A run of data
((
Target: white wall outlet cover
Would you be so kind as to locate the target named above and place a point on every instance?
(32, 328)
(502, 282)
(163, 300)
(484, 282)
))
YOUR GOAL |
Write out every line of the data above as a numbered list, skipping any blank lines.

COMPLETE ANSWER |
1. Target: white wall outlet cover
2. Would you be so kind as to locate the target named above and place a point on every instance?
3. (32, 328)
4. (502, 282)
5. (163, 300)
6. (484, 282)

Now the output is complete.